*Short task*
Please show each line of the entries below that contains the word "wooden". Uppercase and lowercase count as different.
+---+
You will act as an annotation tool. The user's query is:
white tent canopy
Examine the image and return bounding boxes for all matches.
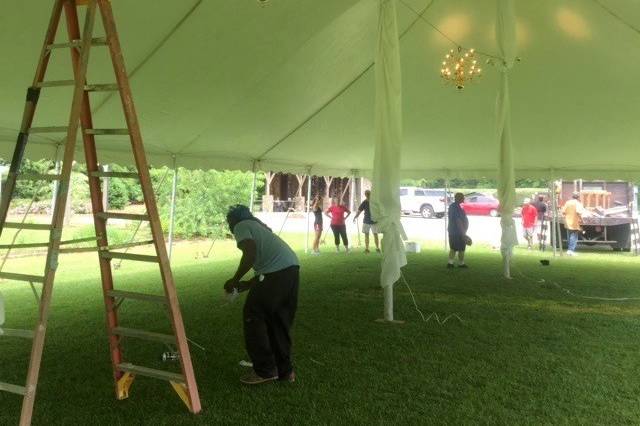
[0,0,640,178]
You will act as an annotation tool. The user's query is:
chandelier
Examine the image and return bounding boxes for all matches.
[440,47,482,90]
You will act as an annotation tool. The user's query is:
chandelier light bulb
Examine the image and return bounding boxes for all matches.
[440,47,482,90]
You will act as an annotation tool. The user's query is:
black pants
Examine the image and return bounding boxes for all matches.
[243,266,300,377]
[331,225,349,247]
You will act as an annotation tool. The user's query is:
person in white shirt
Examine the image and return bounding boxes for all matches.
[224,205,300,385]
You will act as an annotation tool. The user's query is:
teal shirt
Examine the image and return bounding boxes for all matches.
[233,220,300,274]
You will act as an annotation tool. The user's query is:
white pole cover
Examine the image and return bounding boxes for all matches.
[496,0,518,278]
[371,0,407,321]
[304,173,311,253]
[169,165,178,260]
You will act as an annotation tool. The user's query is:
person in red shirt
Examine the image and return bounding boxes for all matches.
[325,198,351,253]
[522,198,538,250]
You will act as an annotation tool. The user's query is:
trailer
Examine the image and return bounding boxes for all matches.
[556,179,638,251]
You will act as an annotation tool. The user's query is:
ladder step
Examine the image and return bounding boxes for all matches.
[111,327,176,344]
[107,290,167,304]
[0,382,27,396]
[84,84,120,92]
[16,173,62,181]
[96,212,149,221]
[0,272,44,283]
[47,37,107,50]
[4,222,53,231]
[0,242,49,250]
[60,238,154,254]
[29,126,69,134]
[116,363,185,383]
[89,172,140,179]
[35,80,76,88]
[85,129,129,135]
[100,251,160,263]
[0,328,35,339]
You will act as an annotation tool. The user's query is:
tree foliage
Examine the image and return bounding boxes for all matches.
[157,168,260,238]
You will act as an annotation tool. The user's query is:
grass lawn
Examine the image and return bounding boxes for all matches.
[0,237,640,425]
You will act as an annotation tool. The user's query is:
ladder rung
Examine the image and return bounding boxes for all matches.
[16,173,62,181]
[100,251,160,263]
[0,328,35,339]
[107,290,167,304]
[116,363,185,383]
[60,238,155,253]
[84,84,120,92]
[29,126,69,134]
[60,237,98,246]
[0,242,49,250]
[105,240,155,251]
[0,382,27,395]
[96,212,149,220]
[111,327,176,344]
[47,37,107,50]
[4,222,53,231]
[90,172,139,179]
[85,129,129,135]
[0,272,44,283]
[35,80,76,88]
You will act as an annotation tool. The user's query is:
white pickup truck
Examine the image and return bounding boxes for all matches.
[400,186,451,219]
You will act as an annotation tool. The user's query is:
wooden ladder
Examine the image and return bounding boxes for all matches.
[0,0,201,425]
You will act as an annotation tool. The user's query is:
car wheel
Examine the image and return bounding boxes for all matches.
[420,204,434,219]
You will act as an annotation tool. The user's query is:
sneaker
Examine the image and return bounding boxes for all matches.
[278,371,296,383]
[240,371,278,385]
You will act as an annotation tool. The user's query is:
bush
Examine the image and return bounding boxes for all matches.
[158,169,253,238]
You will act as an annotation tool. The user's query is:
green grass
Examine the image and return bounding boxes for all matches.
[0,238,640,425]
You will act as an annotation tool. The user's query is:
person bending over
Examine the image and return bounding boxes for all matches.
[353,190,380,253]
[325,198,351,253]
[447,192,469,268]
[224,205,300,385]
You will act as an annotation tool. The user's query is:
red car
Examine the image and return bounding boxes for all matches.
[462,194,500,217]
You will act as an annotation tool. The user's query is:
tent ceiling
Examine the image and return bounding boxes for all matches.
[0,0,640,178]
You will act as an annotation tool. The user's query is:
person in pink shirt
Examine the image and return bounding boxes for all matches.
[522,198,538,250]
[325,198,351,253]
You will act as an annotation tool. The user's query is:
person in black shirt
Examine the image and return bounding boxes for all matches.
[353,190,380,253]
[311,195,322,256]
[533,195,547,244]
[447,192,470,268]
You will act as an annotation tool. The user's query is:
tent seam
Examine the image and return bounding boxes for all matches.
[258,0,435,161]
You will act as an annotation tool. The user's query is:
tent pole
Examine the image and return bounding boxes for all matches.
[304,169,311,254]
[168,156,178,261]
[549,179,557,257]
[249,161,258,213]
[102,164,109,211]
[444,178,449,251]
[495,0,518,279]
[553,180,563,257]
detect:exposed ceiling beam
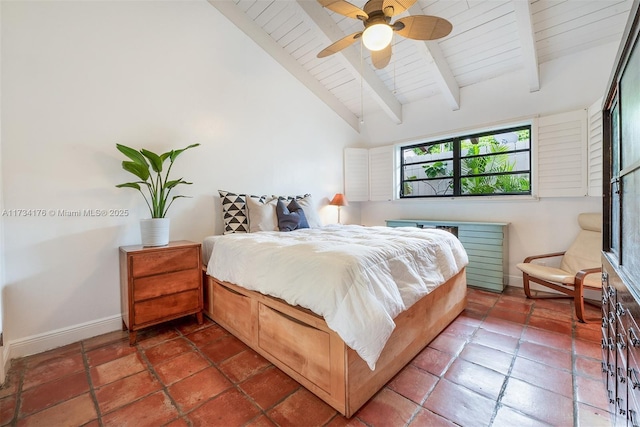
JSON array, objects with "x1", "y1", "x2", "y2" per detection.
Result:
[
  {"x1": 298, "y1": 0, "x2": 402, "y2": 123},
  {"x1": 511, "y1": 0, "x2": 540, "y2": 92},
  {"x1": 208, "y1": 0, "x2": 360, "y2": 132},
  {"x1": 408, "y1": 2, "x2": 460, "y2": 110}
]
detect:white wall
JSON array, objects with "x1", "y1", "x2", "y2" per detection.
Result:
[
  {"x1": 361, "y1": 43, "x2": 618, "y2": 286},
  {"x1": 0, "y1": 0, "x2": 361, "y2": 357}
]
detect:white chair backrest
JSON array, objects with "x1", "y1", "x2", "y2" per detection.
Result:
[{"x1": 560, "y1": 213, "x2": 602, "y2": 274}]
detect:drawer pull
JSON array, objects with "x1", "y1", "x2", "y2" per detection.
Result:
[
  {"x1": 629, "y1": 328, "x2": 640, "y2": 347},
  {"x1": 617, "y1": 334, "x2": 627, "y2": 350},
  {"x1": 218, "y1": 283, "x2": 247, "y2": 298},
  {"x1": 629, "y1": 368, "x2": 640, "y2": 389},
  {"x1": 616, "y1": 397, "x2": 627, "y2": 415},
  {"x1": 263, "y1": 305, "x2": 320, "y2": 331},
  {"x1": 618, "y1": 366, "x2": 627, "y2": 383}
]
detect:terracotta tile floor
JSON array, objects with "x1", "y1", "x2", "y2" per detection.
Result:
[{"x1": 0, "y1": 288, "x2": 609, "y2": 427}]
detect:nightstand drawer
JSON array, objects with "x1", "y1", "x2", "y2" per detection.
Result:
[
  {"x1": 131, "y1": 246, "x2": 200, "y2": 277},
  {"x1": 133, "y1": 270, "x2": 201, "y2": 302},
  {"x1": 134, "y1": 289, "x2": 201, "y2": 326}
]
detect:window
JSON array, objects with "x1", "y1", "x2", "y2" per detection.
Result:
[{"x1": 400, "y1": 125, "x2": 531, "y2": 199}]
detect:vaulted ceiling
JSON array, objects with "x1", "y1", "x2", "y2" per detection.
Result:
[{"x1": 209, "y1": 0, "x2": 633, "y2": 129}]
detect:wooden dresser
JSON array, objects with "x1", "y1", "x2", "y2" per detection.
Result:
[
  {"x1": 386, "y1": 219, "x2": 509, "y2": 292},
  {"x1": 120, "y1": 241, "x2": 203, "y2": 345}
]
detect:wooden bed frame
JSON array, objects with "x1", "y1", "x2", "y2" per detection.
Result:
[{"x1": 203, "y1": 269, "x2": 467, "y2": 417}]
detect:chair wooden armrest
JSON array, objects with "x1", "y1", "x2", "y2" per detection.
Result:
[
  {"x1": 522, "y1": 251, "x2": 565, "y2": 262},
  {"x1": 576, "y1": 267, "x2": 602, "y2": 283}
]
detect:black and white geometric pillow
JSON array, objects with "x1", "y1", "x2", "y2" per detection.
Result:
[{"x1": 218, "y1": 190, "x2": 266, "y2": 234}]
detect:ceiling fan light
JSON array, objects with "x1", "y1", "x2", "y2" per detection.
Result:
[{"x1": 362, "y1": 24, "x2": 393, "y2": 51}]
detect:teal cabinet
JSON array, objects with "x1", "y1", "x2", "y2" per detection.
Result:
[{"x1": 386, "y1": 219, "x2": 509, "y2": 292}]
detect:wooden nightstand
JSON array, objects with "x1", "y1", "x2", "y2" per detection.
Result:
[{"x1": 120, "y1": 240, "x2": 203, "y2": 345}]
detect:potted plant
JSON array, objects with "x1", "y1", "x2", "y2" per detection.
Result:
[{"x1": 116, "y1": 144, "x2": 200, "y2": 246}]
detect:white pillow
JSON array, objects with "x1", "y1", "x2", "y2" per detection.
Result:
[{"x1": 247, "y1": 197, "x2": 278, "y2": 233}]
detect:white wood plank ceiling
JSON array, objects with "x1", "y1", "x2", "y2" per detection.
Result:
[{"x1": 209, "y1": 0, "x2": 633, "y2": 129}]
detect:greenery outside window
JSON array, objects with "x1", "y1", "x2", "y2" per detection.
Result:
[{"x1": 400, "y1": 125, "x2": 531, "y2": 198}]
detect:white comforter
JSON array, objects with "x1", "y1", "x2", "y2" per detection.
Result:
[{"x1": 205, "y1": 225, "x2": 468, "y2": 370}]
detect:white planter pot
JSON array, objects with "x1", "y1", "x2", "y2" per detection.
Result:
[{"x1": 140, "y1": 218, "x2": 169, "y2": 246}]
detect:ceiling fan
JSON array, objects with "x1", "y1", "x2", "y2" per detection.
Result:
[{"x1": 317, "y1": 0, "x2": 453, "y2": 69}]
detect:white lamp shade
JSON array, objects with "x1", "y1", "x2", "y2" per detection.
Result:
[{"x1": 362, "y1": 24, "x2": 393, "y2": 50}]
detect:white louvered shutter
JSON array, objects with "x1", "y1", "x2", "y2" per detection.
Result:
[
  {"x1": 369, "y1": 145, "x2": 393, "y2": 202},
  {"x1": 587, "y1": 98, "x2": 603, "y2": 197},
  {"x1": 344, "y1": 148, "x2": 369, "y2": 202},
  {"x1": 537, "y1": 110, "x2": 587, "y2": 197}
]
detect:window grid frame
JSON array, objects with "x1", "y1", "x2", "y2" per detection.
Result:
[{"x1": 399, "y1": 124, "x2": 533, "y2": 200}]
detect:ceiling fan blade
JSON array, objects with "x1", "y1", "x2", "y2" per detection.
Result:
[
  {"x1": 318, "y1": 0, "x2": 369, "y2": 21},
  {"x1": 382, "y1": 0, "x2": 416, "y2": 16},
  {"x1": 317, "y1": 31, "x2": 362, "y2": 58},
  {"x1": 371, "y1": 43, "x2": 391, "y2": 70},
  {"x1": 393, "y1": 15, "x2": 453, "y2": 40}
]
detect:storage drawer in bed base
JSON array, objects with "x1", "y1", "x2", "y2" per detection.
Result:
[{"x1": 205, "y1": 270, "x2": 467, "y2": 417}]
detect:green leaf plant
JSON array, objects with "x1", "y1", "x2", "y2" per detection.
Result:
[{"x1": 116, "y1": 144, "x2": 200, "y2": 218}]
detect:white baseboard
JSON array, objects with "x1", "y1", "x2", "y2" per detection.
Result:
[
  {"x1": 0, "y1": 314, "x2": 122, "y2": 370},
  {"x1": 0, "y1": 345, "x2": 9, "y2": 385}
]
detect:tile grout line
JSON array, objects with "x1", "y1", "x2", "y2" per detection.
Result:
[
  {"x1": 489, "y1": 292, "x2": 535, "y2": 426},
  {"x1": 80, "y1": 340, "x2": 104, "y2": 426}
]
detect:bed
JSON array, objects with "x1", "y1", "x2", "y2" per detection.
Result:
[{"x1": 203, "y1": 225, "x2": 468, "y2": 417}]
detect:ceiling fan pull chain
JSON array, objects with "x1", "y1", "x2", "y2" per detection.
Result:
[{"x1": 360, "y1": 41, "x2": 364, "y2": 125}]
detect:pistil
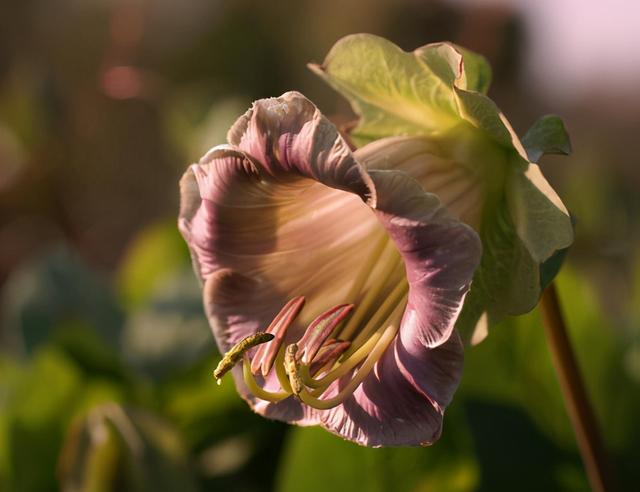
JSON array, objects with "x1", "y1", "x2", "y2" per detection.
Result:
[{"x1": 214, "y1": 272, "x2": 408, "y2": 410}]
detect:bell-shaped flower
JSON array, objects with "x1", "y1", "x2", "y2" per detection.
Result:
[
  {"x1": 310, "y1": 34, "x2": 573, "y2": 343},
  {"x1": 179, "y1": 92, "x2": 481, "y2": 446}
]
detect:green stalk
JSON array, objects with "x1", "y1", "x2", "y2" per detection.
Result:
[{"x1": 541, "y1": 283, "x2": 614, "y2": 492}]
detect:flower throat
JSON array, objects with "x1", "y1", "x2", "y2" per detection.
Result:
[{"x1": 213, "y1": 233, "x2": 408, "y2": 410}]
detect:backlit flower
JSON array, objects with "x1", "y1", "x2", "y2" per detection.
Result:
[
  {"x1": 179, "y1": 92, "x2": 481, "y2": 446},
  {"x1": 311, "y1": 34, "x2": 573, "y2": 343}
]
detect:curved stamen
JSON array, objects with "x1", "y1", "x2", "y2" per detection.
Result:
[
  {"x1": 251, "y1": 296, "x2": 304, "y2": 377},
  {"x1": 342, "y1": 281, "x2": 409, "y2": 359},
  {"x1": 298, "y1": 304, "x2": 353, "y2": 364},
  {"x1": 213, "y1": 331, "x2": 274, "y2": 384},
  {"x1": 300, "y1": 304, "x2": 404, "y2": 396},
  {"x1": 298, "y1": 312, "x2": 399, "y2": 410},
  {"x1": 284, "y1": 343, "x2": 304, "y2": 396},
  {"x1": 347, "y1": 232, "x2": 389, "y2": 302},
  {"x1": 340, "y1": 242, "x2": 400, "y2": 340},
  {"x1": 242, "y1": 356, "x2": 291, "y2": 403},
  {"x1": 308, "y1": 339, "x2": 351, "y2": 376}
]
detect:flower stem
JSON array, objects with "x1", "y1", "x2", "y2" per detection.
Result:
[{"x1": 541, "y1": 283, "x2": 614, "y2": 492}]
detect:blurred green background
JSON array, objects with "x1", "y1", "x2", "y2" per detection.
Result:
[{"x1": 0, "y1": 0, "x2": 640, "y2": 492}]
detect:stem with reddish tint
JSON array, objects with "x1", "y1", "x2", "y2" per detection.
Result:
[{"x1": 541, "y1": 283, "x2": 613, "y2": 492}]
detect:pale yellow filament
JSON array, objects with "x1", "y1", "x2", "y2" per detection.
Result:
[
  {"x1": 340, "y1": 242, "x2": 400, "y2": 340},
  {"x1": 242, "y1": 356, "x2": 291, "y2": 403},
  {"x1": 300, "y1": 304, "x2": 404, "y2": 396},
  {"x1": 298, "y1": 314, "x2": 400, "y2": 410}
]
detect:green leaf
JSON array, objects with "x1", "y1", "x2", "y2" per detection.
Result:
+---+
*Task result*
wooden ladder
detect:wooden dresser
detect:wooden bed frame
detect:chair wooden armrest
detect:wooden nightstand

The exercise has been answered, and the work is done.